_EXTRACTED TEXT_.
Start of Block

Well, keeping company with pain anyway. We're old acquaintances, but we usually have more of an understanding with each other than right now. And it's not me that's being unreasonable...
I've been with this unfortunate close friend since the weather turned cold months ago, just like it did for many seniors in New England. Most of the time, I don't notice it much and neither would anyone around me: the underlying back aches, stomach upsets, and occasional muscle spasms. Once in awhile, I acknowledge its presence with a grim "S'up?" and throw a couple Advil at it and move on. Until a couple weeks ago.
The day after our final bows to combined thousands of viewers in the Christmas Carol (and yes, I'm very thankful it wasn't a moment before then), my daughter Claire evidenced the dreaded stomach bug. Of course, I hoped--somehow--that maybe it was something she ate. Chocolate and goodies abound this time of year after all. And the next day, Monday, all were well. I kept wrapping and baking cookies.
The morning of Christmas Eve, I packed all four girls in the car to pick up family portraits we'd taken at Target and to get some more scotch tape. In a highly festive mood, I treated them all to munchkins and me to a coffee. Which turned out to be an absolutely awful idea.

End of Block

_INFORMATION SUPPLIED_.
Start of Block

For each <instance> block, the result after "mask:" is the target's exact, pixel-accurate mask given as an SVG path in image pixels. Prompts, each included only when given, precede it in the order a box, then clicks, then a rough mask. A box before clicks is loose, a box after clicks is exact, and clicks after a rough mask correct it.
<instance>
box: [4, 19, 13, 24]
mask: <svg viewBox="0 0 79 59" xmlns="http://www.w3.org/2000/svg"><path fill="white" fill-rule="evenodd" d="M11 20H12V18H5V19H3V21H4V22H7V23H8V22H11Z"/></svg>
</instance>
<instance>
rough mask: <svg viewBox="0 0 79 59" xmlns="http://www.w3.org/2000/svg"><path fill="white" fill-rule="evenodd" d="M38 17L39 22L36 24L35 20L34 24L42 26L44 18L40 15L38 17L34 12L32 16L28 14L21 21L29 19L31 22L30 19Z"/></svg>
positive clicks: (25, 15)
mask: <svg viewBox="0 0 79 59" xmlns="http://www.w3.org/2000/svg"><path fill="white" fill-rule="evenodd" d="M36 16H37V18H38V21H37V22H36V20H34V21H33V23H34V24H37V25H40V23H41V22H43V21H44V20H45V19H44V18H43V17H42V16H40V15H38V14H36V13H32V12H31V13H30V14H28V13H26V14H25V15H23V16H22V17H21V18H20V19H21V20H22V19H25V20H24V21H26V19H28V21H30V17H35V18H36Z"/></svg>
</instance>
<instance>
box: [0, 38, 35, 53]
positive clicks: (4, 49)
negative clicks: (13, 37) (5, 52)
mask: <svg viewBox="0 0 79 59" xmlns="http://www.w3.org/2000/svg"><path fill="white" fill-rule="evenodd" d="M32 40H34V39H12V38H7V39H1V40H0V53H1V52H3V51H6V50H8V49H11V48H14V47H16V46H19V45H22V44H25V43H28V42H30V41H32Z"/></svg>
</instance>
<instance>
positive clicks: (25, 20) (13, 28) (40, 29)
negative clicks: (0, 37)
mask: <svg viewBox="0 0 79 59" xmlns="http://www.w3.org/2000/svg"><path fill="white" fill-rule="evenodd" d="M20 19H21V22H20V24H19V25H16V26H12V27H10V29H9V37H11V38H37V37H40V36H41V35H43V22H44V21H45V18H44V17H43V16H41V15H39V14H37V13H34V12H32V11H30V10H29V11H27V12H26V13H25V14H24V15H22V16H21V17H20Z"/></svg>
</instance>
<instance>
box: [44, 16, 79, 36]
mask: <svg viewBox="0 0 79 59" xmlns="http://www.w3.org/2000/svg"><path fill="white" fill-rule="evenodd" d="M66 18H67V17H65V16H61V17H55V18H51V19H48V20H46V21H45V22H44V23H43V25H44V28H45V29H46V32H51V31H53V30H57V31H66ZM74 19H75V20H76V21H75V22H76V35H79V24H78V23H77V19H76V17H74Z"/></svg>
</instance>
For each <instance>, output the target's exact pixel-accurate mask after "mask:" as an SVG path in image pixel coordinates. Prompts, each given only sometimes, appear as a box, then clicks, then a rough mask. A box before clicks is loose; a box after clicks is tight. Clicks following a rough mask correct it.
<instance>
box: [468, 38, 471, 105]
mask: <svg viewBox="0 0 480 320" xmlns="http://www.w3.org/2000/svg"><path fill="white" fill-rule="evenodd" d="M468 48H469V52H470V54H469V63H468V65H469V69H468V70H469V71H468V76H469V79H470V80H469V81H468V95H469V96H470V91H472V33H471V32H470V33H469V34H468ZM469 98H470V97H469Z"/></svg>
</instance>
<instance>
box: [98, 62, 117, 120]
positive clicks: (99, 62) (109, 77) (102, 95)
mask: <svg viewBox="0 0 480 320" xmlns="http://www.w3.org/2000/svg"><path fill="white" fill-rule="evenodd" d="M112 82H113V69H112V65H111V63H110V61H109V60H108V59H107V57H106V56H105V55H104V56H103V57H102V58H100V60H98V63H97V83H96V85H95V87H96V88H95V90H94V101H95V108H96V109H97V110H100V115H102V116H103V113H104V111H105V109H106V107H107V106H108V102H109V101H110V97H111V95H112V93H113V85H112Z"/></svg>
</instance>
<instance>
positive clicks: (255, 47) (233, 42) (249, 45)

End of Block

_WHAT YOU HAVE TO DO_. Could you repeat the post about living with pain in its entirety, word for word? None of the entries are needed here.

_YOUR SOLUTION_.
Well, keeping company with pain anyway. We're old acquaintances, but we usually have more of an understanding with each other than right now. And it's not me that's being unreasonable...
I've been with this unfortunate close friend since the weather turned cold months ago, just like it did for many seniors in New England. Most of the time, I don't notice it much and neither would anyone around me: the underlying back aches, stomach upsets, and occasional muscle spasms. Once in awhile, I acknowledge its presence with a grim "S'up?" and throw a couple Advil at it and move on. Until a couple weeks ago.
The day after our final bows to combined thousands of viewers in the Christmas Carol (and yes, I'm very thankful it wasn't a moment before then), my daughter Claire evidenced the dreaded stomach bug. Of course, I hoped--somehow--that maybe it was something she ate. Chocolate and goodies abound this time of year after all. And the next day, Monday, all were well. I kept wrapping and baking cookies.
The morning of Christmas Eve, I packed all four girls in the car to pick up family portraits we'd taken at Target and to get some more scotch tape. In a highly festive mood, I treated them all to munchkins and me to a coffee. Which turned out to be an absolutely awful idea.